Exercise instructions –
(1) Which rows below contain the string "window"? Pick out each one and copy it in full, treating uppercase and lowercase as different.
(2) Could you carry on the article below about real-name registration on China's Weibo, picking up after its final sentence?

Source –
David Wertime

Why China's Twitter Hasn't Lost Its Mojo (Yet)

Keep dancin', the music hasn't stopped

Let the music play on. It’s been just under two weeks since real-name registration began to go into effect for China’s microblogs, or Weibos. To be sure, two weeks is not a long time. Many cities have yet to implement real-name registration; this author is still able to tweet and re-tweet from his anonymous and unauthorized Weibo account. 

Yet the past dozen days have been tremendously active ones in Chinese social media, providing a wealth of preliminary evidence about Weibo’s continuing viability as a platform for speech and channel for grievances.

In that time, there have been breathless rumors of a coup overthrowing Chinese leadership at the highest levels, candid discussion of whether, and when, China’s regime might collapse, and live blogging of an alleged showdown with riot police in Shanghai on Sina Weibo, China’s leading microblog platform.

Why has real-name registration not done more to chill speech? 

1. The perceived “price” for free speech online is low.

As some legal scholars say, “a fine is a price.” Let’s say the government fines you $50 every time you park in front of a fire hydrant. Eventually, you may come to view that $50 as the price for parking in front of a hydrant, and if you’re willing to pay that price, then you feel entitled to park there.

Something similar seems to be happening on Weibo. Many microbloggers openly wonder whether their most “subversive” tweets will be “harmonized,” i.e. deleted, and they seem to worry about little else. As a result, they may feel entitled to post what they want; after all, the censors can always delete it.

Are they right? Not exactly. There are cases of netizens being punished or detained for what they tweet (see Chinese-language reports here and here). But such cases have been rarely been documented or reported, and the vast majority of netizens have likely never heard of these cases or don’t think it could happen to them. In the future, the government may choose to punish some high-profile users (or as the Chinese say, “killing chickens to scare monkeys”) in order to make clear there are real penalties for online speech.

Some rows
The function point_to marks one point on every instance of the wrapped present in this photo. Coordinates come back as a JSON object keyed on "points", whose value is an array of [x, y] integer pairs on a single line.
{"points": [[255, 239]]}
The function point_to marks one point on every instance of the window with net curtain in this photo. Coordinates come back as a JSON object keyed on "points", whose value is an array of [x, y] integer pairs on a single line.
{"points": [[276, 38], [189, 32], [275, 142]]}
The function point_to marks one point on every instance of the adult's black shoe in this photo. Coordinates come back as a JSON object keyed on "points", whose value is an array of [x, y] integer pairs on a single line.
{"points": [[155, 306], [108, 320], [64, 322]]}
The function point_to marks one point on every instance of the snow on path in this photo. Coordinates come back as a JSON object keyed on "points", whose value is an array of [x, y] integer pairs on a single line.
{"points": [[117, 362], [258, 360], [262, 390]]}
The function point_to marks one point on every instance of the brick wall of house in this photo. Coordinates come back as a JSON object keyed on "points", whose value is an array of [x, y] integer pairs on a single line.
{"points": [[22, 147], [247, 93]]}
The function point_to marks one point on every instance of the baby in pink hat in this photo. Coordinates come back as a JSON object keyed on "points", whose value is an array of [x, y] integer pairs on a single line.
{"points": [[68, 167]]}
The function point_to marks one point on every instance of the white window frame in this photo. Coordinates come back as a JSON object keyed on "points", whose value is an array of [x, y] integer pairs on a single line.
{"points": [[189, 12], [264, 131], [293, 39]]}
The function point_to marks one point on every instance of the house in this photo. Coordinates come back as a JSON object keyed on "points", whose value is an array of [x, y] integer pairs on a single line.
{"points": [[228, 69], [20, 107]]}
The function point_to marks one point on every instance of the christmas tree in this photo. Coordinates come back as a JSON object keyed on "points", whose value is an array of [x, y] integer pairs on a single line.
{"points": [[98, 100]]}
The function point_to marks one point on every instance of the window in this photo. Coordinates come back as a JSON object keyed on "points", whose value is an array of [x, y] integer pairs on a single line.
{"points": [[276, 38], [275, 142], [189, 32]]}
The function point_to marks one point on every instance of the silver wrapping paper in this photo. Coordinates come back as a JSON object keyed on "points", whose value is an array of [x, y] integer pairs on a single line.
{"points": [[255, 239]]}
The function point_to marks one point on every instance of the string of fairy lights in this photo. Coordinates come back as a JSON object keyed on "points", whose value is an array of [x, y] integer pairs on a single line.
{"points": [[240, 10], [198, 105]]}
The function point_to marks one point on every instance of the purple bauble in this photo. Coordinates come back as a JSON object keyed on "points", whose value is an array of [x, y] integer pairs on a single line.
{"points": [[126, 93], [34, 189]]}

Responses for each task –
(1)
The function point_to marks one point on every instance of the window with net curtain in this photo. Coordinates come back as a JSON object keyed on "points", whose value is an array of [x, y] integer pairs on a single line.
The function point_to marks one point on every instance of the white window frame in this photo. Coordinates come back as a JSON object keyed on "points", whose value is an array of [x, y] integer pairs on a single line.
The function point_to marks one point on every instance of the window in this photo. Coordinates come back as a JSON object keyed on "points", whose value is an array of [x, y] integer pairs on a single line.

(2)
Making a clean getaway

2. The penalty for “unharmonious” speech has not changed, yet

Classic criminal law theory holds that would-be criminals (or in this case, would-be free speakers) consider two things: The severity of the penalty, and the likelihood of actually being caught and having the penalty enforced. Here, real-name registration does nothing to increase the severity of any penalty for speech.

Some microbloggers may reason that real name registration doesn’t make detection more likely since they know that their IP addresses could be traced by the government if it really wanted to find them before real name registration took effect.

3. As a tool of dissuasion, real-name registration targets the wrong population.

The most high-profile users with controversial views–those most likely to incur the government’s wrath–either know how to avoid detection, or don’t care enough to try. 

Many high-profile opinion leaders on Weibos have always used their real names. They dance very close to the edge of permissible speech, and real-name registration does not itself move those boundaries. They value their status as opinion leaders and want to be known by their real names. They also want to keep tweeting comments that are provocative enough that their fans keep reading and retweeting. 

A small minority of netizens are determined to evade detection can still do so. They not only use anonymous Weibo handles and anonymized IP addresses, but tie their Weibo accounts to cell phones that are not traceable to them and ID numbers that don’t belong to them. (And other legerdemain we don’t know about.)  

4. The government faces a collective action problem.

You're outnumbered, sir

China’s government can’t arrest, or even question, everybody at once. Let’s say China’s Internet police number 100,000, which probably overstates their numbers. Let’s say that users of Tencent, Sina and Sohu Weibo collectively number 200 million real, unique users, which is almost certainly too low. That’s one censor for every 2,000 unique users.

If Weibo were filled with nothing but fifty-centers and red book-waving Maoists, that would be enough. Netizens would face a collective action problem; the rare few who wished to venture “unharmonious” opinions would quickly be spotted. Each microblogger caught and punished for their speech would further reinforce a frigid status quo. Dissidents would be shouting their lonely j’accuses into an echo chamber.

Instead, a different, more raucous set of norms has already taken hold. Netizens use Weibo as a space to air complaints, and as a platform for political discussion that might be deemed subversive were it found in China’s increasingly-ignored traditional media. Surrounded by so much bile, wit, and revelry, netizens feel comfortable raising their own voices. 

As a result, China’s government faces its own collective action problem. Censors are overwhelmed by an endless stream of millions upon millions of “unharmonious” tweets, many wrapped in highly-evolved slang that makes automatic detection impossible. Ironically, the more an individual tweets and the closer to the proverbial line those tweets lie, the more the Weibo community as a whole is protected.

5. Sina, Sohu and Tencent follow the money, and users are money.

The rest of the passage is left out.